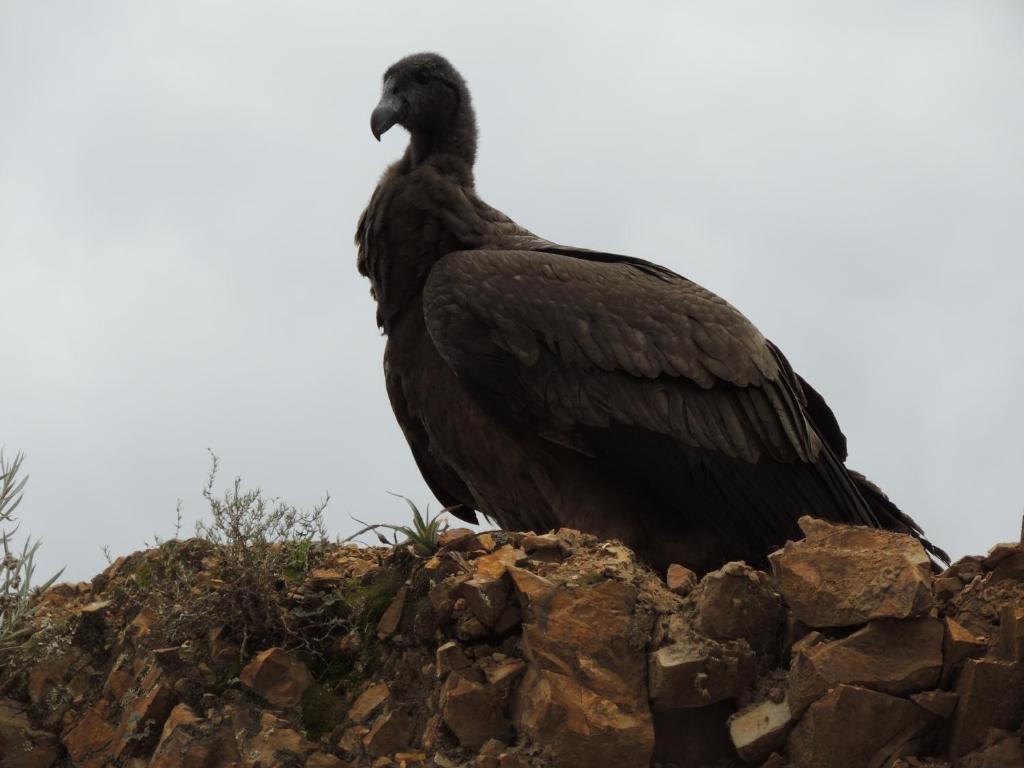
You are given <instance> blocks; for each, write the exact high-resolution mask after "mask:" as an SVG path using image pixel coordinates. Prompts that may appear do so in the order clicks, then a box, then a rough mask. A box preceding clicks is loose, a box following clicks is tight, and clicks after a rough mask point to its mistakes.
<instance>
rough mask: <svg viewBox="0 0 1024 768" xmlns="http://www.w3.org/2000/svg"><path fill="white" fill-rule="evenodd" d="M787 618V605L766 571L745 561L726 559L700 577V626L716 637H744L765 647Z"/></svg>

----------

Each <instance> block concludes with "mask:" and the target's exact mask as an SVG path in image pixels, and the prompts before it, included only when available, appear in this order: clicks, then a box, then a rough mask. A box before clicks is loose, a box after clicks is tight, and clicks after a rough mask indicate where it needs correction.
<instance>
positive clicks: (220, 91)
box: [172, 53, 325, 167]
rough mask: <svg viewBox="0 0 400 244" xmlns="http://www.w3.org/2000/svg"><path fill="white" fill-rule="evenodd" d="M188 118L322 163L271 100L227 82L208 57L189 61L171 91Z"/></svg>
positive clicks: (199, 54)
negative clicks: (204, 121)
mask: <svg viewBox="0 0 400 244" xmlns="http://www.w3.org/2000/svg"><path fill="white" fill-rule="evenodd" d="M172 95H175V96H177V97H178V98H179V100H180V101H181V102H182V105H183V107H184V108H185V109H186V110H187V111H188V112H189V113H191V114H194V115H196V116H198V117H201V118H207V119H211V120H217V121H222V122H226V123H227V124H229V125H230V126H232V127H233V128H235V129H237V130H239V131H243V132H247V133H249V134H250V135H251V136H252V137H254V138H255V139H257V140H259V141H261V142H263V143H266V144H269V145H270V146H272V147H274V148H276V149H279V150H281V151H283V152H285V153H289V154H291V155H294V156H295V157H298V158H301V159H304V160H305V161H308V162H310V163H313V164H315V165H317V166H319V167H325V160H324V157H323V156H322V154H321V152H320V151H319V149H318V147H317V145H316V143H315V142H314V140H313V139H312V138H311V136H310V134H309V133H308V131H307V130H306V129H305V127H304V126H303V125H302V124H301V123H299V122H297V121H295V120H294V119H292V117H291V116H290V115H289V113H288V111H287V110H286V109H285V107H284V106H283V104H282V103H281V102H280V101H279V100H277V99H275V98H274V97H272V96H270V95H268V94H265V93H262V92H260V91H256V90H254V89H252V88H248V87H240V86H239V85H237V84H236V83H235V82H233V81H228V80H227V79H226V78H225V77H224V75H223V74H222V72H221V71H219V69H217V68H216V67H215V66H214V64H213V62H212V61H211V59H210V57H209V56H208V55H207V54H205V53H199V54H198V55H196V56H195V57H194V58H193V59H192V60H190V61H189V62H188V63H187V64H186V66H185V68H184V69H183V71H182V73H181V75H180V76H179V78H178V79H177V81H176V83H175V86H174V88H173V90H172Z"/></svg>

----------

# Problem details
Reproduce verbatim the stretch of items from the line containing "You are given" through the line containing "618V605L766 571L745 561L726", including both of those lines.

# Answer box
You are given <instance> blocks; for each, write the exact high-resolution mask after "mask:" as an SVG path using image pixel coordinates. Prompts that may appear do so in the order clicks, then a box, then a rough mask. A box preceding clicks is loose, a box following clicks is tight, and clicks after a rough mask point to its mistakes.
<instance>
rough mask: <svg viewBox="0 0 1024 768" xmlns="http://www.w3.org/2000/svg"><path fill="white" fill-rule="evenodd" d="M787 618V605L766 571L745 561L726 559L700 577V626L716 637H744L765 647Z"/></svg>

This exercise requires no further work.